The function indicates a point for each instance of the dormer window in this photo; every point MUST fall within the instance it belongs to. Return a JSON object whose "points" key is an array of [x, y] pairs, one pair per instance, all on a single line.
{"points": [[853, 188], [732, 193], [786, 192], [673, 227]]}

* * *

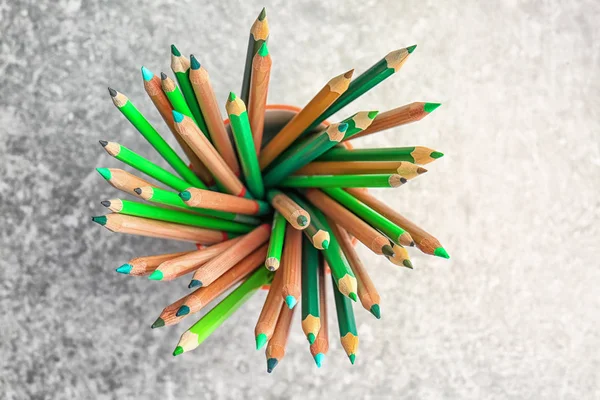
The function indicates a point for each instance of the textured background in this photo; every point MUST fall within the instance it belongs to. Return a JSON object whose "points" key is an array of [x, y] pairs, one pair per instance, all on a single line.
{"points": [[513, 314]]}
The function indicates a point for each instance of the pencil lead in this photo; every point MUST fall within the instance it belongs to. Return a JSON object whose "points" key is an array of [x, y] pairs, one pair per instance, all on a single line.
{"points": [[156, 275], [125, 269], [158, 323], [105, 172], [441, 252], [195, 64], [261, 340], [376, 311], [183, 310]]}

--

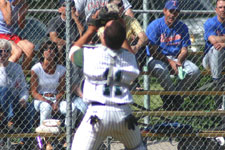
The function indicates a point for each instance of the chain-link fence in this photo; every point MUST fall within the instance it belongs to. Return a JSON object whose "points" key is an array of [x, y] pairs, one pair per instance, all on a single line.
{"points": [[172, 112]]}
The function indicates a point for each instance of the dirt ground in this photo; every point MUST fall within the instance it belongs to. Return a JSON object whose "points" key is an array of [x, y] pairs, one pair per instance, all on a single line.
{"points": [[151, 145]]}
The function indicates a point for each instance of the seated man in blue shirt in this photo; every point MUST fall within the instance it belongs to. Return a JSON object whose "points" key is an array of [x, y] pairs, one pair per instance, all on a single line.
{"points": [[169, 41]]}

Exercise: Report how many lines of the records above contain the string "fence", treating uppercase and lowercase as different. Give only the number.

The output: 1